* **WHAT IS EXPECTED**: Output the listing exactly, without its pictures.

* **SUPPLIED RECORDS**:
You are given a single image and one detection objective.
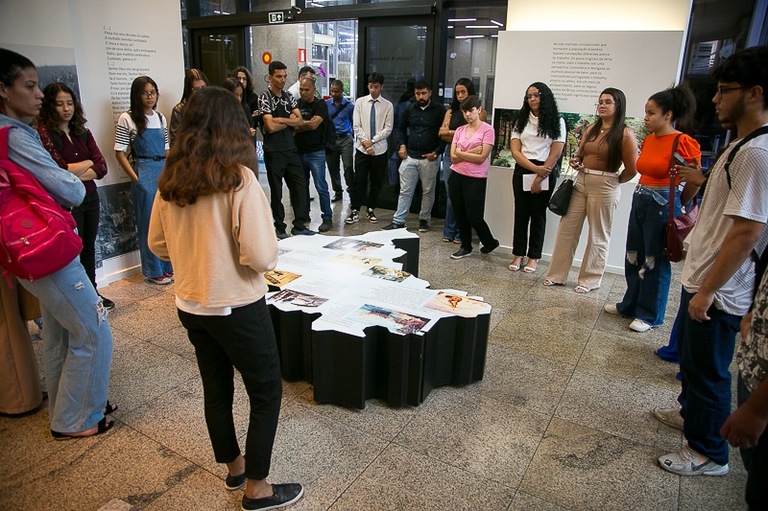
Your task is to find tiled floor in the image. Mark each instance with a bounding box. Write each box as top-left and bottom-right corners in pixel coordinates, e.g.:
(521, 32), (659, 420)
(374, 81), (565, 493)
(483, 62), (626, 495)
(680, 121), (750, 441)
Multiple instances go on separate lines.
(0, 177), (749, 511)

* **SOLUTION TO THIS TASK**:
You are given a single image and one detection objective.
Your task is to find tiled floor in the image. Mark each instance with a bounding box. Write each box as top-left and bottom-right corners in pixel coordinates, e.g.:
(521, 32), (659, 420)
(374, 81), (565, 493)
(483, 62), (626, 495)
(680, 121), (750, 441)
Multiple instances go on separate lines.
(0, 177), (749, 511)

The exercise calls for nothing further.